Point annotation dataset records:
========================================

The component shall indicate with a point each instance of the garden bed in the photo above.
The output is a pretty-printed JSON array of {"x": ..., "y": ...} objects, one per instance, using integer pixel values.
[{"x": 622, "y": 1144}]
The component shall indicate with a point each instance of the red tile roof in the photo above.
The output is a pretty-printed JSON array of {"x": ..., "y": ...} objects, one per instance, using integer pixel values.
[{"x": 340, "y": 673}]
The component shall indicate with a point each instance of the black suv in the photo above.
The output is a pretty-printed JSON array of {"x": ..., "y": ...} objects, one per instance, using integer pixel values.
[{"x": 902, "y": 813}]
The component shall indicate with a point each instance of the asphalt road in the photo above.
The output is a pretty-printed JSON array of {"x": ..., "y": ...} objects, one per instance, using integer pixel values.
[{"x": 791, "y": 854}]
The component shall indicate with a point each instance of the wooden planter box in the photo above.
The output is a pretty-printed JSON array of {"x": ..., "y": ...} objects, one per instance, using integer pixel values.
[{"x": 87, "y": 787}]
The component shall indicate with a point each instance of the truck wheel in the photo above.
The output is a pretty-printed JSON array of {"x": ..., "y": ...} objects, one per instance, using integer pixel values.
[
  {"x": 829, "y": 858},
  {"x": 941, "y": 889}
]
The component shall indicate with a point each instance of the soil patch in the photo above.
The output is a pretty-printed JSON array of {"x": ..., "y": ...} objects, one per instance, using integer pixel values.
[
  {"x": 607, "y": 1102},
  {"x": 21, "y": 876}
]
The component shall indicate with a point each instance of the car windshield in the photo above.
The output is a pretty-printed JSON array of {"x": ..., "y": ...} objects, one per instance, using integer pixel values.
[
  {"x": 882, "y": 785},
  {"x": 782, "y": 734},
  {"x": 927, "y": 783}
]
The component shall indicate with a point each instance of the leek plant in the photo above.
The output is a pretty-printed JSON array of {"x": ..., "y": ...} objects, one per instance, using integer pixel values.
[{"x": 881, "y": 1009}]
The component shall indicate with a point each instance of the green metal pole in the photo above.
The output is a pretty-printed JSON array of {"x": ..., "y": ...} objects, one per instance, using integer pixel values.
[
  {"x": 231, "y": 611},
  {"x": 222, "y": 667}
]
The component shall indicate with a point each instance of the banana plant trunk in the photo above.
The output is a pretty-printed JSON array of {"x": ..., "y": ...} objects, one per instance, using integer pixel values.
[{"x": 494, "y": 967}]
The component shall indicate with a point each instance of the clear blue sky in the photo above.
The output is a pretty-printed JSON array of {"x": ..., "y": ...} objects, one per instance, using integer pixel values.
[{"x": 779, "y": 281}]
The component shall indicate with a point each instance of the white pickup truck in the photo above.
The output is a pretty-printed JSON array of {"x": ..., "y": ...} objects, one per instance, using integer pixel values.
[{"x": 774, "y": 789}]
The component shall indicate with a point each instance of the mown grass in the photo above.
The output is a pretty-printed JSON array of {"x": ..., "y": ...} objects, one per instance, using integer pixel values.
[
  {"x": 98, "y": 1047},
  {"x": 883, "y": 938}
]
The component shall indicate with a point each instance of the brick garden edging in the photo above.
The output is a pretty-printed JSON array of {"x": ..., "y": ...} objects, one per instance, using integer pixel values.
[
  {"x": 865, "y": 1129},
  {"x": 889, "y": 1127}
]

========================================

### What this task involves
Retype the entries one by one, exactly.

### Written reply
The component shall indicate with a point each instance of the garden bed in the photo above.
The output is a pretty-printed JSON array of {"x": ..., "y": ...} objects, one per instance, using integer pixel values.
[{"x": 622, "y": 1144}]
The component shall indicate with a point each instance of the red tile roof in the photo above.
The output is a pretty-printed JSON array of {"x": ..., "y": ...} objects, one per instance, using integer pixel values.
[{"x": 340, "y": 673}]
The component shall indicate with a point each instance of the black suv in the photo above.
The output is a pretty-printed JSON array of {"x": ..., "y": ...} objects, one per instance, using integer pixel values.
[{"x": 902, "y": 813}]
The component shall indicate with a point each instance of the asphalt road in the photo above.
The output is a pretty-printed JSON array of {"x": ..., "y": ...} objects, one per instance, using integer pixel values.
[{"x": 791, "y": 854}]
The component shall indicate with a point each instance of the wooden planter box in the photo above.
The output is a pretty-printed JSON array of {"x": ..., "y": ...} objects, one per instance, using integer pixel values.
[{"x": 87, "y": 787}]
The component shall indicate with a point each instance of the truck wheel in the photo above.
The output is a pretty-printed JSON array of {"x": ..., "y": ...} objects, one per instance, using integer pixel values.
[
  {"x": 829, "y": 858},
  {"x": 941, "y": 889}
]
The component shall indicate with a point each instance of the soil patch in the photo above.
The output is a pretty-printed JSON array of {"x": ..., "y": ...} objects, one per instance, using integer pixel values.
[
  {"x": 607, "y": 1102},
  {"x": 21, "y": 876}
]
The component shall indicate with a point each instance of the car windshield in the photo above.
The output is a pretty-printed JSON array of {"x": ..., "y": ...} objects, one per instance, using integer pixel values.
[
  {"x": 882, "y": 785},
  {"x": 782, "y": 734},
  {"x": 927, "y": 783}
]
The component shall indicate with a point each instance of the leek plant in the photo above.
The output is a pretty-printed JSON array of {"x": ..., "y": ...} objects, one per instance, using integer pixel values.
[{"x": 881, "y": 1009}]
The component shall indicate with a point each instance of the green metal pole in the photo above.
The output is a pretty-printed JSON array of {"x": ..., "y": ...} objects, one per instance, using integer pixel values.
[
  {"x": 231, "y": 611},
  {"x": 222, "y": 667}
]
The component shall indicate with a point each instance of the banana plant trunk in the photo above.
The output is a pretty-printed JSON array of {"x": ..., "y": ...} objects, one per instance, using integer pixel values.
[{"x": 494, "y": 967}]
The component shall indicate with a point each instance of the clear blue sky in the photo above.
The output is a pretty-printed JSON array of {"x": ..., "y": ...} objects, one per instance, using integer pixel values.
[{"x": 779, "y": 281}]
The component shall indicate with a point each instance of the white pickup truck in the photo above.
The output is a pretty-printed JSON array of {"x": ..., "y": ...} objects, one per instance, using integer pixel values.
[{"x": 774, "y": 789}]
The component shall indicate with a point each instance of the mown grass in the photo above.
The output is a pretty-printed JSON array of {"x": ..., "y": ...} objects, one per instance, using integer pixel values.
[
  {"x": 98, "y": 1047},
  {"x": 883, "y": 938}
]
The component shall indicate with a point each instance of the brick garden edging in the photo above.
The output is a pretty-printed JSON array of {"x": ..., "y": ...} objects, one per instance, using integer pixel values.
[
  {"x": 865, "y": 1129},
  {"x": 889, "y": 1127}
]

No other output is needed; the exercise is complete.